§ Objectives:
A. Translate the following sentence from the passage on UTF-8 input validation into Spanish: "Routines which require well-formed input must be contracted as such."
B. List every source that the passage on UTF-8 input validation recommends consulting for more information on conformance, validation, and the distinction between binary and textual data.
C. Reproduce the passage on UTF-8 input validation verbatim, from "The Unicode Specification, Chapter 3, Clause" to "Unicode scalar range.".

§ Selected passage:
____________

Framework APIs which operate on ReadOnlySpan<Utf8Char> should validate the input for well-formedness if such checks do not impose a hardship on the method implementation. There may be certain performance-sensitive routines which cannot incur that cost; such routines may assume the input is well-formed and may have undefined behavior if this invariant is violated, short of that behavior causing an access violation or other runtime corruption. For example, if a routine is given the single-element input [ C2 ], it mustn't attempt to read off the end of the source buffer. Routines which require well-formed input must be contracted as such. Chunking APIs must at the very least continue to check for boundary conditions, even if they don't check for other ill-formedness in the sequence.
For more information on conformance, validation, and the distinction between binary data and textual data, see:

The Unicode Specification, Chapter 3, Clause C10 and Sec. 3.9
The Unicode Specification, Chapter 5, Sec. 5.22
Unicode Technical Report #36 - Unicode Security Considerations, Sec. 3.1

Projections between Utf8Char and Byte

The UTF-8 code unit type Utf8Char does not attempt to validate its input.
Utf8Char c = (Utf8Char)(byte)0xC0; // creates a Utf8Char with the value C0
Rune r = new Rune(0xD800); // throws at runtime
In the above example, this creates a Utf8Char instance with the value C0, even though the Unicode Specification expressly states that C0 is never a valid value for a UTF-8 code unit. Contrast this with the Rune type, whose constructor prohibits creating instances from values outside the valid Unicode scalar range.

____________

§ Saved data entries:
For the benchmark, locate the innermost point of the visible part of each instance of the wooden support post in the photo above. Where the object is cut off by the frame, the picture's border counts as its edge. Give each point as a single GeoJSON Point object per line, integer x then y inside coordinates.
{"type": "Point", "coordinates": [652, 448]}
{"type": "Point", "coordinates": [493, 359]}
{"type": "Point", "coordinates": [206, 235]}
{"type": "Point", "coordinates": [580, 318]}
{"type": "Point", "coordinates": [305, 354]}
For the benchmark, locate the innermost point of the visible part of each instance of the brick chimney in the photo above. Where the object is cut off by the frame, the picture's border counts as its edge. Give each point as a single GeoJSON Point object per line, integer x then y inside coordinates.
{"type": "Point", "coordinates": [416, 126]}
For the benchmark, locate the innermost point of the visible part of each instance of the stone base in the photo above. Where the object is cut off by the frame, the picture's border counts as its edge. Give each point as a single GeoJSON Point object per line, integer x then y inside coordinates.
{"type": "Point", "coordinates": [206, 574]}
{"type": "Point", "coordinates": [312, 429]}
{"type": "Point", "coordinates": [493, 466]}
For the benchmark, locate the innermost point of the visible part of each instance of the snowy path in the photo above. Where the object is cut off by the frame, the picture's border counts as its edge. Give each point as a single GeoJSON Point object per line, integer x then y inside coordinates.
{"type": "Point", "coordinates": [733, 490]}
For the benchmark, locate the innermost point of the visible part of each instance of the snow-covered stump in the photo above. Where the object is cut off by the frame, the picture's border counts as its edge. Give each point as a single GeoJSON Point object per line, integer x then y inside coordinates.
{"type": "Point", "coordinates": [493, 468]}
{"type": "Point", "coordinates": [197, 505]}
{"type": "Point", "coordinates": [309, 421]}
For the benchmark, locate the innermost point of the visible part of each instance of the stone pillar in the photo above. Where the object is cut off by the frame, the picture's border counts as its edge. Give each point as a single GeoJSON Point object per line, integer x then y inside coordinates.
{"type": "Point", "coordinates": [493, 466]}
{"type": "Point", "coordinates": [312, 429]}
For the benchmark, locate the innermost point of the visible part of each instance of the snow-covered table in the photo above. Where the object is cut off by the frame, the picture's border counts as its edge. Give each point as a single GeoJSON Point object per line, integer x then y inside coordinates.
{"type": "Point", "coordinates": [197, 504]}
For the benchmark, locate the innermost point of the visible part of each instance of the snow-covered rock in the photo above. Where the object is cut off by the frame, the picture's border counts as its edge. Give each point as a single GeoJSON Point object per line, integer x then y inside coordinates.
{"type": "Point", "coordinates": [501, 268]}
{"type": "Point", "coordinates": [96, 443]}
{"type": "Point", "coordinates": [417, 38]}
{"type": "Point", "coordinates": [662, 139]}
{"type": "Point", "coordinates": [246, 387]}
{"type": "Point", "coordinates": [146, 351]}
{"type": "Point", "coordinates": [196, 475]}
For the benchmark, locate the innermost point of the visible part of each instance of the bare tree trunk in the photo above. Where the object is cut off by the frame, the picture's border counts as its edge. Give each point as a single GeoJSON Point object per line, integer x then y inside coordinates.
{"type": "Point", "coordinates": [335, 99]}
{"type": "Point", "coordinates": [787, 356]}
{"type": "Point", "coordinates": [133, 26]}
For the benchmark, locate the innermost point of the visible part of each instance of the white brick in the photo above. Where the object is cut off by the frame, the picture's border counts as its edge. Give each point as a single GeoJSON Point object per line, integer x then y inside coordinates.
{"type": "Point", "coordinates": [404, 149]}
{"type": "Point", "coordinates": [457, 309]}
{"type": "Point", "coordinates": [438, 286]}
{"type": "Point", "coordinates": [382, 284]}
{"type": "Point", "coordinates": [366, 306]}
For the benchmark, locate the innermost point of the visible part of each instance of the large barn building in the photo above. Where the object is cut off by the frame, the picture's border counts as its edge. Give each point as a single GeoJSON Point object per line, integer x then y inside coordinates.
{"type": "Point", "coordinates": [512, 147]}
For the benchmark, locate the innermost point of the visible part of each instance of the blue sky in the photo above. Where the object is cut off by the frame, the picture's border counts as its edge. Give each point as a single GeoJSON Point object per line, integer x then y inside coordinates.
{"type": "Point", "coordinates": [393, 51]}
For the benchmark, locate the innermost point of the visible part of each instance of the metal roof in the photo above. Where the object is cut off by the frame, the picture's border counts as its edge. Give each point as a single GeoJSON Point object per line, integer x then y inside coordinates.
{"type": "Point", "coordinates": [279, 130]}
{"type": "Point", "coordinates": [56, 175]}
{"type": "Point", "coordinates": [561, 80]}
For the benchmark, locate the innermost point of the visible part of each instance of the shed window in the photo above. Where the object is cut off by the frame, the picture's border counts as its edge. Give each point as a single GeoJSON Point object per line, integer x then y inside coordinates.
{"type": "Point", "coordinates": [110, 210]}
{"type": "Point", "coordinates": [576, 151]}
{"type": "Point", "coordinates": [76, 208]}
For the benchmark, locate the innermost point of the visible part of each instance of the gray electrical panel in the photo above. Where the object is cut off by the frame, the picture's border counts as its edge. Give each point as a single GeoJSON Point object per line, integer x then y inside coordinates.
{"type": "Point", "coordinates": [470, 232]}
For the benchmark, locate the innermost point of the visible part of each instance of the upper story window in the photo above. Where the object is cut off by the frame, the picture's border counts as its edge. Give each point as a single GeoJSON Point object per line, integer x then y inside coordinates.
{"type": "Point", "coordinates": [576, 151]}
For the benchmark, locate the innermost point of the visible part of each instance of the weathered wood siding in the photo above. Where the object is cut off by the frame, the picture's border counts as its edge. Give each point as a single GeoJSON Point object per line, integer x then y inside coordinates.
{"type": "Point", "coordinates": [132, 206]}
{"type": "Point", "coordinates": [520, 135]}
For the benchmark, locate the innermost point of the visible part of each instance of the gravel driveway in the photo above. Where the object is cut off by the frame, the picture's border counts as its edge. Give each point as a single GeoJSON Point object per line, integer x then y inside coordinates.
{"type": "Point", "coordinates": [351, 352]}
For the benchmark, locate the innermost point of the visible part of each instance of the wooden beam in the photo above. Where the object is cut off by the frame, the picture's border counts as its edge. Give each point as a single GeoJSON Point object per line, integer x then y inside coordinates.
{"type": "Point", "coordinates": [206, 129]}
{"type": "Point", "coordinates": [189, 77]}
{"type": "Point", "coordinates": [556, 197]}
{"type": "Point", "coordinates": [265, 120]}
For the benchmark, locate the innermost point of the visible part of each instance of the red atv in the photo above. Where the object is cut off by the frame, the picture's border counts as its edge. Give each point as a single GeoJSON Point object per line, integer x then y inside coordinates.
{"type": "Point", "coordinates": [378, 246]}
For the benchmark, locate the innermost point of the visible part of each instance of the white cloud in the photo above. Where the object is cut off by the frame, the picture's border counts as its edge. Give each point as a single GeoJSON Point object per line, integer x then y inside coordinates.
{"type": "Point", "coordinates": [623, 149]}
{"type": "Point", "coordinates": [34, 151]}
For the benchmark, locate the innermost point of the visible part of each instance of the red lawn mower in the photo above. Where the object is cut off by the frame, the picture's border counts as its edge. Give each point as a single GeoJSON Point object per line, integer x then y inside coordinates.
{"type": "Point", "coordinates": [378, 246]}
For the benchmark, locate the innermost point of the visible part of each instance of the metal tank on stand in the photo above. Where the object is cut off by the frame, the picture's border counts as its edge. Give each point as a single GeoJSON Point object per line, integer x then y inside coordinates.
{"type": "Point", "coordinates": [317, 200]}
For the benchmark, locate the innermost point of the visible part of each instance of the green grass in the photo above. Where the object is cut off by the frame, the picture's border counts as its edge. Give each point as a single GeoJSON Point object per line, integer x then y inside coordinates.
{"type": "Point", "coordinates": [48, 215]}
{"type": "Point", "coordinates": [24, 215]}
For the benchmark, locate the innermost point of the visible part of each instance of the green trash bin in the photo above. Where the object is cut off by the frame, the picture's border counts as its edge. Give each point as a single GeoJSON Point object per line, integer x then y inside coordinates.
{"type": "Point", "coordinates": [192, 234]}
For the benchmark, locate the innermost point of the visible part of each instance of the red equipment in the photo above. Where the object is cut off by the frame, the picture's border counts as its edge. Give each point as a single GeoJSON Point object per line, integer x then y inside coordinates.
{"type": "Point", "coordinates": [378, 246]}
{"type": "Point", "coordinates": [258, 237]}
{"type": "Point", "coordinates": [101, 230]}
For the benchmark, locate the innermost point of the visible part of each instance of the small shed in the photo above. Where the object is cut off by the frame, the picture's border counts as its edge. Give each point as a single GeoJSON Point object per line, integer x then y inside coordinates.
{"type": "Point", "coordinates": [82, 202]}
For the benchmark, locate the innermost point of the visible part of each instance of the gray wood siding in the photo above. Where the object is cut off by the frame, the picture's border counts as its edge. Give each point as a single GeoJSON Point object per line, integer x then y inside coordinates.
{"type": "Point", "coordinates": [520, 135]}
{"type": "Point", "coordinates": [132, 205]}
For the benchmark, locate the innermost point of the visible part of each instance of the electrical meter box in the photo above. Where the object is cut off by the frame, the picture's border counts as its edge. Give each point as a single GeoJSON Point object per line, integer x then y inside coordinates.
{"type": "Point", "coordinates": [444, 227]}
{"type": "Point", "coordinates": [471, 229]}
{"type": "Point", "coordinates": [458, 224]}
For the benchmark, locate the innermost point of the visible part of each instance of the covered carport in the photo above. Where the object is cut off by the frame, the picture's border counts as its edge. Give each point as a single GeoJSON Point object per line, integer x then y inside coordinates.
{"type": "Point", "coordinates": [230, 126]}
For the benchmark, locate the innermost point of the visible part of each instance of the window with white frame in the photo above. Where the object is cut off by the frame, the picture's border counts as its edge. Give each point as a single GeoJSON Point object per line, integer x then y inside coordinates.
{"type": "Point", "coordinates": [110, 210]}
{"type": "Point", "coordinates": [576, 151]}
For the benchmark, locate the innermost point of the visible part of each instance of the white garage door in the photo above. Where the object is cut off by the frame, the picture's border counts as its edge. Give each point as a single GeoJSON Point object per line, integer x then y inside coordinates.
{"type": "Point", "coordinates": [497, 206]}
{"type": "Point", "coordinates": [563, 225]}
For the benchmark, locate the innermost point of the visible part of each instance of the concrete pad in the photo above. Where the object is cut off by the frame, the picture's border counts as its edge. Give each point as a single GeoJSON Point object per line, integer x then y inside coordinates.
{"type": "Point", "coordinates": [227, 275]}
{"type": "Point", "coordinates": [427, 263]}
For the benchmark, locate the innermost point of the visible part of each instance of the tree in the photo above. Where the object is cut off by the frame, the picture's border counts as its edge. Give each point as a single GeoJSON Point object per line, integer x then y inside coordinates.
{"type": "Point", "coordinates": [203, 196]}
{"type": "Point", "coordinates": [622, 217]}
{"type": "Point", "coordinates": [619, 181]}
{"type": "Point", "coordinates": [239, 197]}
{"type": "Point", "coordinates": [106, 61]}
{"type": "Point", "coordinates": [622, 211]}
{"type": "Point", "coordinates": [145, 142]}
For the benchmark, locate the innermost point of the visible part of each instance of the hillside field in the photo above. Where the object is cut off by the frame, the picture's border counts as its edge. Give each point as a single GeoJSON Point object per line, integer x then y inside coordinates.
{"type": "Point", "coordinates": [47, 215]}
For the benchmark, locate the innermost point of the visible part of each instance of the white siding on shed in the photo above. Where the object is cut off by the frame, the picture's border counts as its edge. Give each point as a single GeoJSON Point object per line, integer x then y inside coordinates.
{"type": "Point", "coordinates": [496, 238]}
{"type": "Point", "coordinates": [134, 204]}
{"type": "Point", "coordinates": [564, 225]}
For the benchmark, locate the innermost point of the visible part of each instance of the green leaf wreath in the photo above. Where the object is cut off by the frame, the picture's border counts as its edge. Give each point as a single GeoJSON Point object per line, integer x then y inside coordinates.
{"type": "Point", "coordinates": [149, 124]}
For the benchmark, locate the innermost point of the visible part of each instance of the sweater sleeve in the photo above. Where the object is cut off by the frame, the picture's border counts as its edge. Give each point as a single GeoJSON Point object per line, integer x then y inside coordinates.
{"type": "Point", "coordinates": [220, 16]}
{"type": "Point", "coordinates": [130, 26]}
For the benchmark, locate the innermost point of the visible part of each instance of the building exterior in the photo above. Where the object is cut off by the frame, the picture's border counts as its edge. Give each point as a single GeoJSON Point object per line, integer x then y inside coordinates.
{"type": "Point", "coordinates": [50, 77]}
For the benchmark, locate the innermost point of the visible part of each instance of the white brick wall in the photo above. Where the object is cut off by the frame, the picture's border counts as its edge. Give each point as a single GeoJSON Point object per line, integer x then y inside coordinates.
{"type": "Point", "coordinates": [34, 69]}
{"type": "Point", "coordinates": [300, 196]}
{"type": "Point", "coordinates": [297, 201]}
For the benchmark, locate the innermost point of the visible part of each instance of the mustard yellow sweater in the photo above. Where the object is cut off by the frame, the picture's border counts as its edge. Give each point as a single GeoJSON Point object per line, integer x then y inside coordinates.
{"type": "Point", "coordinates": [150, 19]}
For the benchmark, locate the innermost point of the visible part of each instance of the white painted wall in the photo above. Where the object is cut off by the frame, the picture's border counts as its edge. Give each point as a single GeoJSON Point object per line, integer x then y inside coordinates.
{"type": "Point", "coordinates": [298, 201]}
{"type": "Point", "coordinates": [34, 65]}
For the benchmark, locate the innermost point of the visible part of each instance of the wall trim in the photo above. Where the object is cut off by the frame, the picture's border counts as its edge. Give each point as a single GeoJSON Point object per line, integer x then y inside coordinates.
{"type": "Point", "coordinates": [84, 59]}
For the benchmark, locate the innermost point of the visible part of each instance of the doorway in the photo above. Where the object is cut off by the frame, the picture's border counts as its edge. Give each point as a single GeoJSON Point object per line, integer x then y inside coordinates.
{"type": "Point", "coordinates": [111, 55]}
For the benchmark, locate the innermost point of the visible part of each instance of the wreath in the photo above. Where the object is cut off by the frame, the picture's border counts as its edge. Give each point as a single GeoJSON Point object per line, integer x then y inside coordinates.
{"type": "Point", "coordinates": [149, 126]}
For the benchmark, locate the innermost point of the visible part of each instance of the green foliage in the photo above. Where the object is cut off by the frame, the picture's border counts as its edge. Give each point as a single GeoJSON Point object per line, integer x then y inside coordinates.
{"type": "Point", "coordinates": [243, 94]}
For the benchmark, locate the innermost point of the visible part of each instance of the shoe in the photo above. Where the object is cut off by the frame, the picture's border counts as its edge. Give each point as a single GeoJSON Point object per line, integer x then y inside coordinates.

____________

§ Solutions for each task:
A. Las rutinas que requieren una entrada bien formada deben estar especificadas como tales en su contrato.

B.
- The Unicode Specification, Chapter 3, Clause C10 and Sec. 3.9
- The Unicode Specification, Chapter 5, Sec. 5.22
- Unicode Technical Report #36 - Unicode Security Considerations, Sec. 3.1

C.
The Unicode Specification, Chapter 3, Clause C10 and Sec. 3.9
The Unicode Specification, Chapter 5, Sec. 5.22
Unicode Technical Report #36 - Unicode Security Considerations, Sec. 3.1

Projections between Utf8Char and Byte

The UTF-8 code unit type Utf8Char does not attempt to validate its input.
Utf8Char c = (Utf8Char)(byte)0xC0; // creates a Utf8Char with the value C0
Rune r = new Rune(0xD800); // throws at runtime
In the above example, this creates a Utf8Char instance with the value C0, even though the Unicode Specification expressly states that C0 is never a valid value for a UTF-8 code unit. Contrast this with the Rune type, whose constructor prohibits creating instances from values outside the valid Unicode scalar range.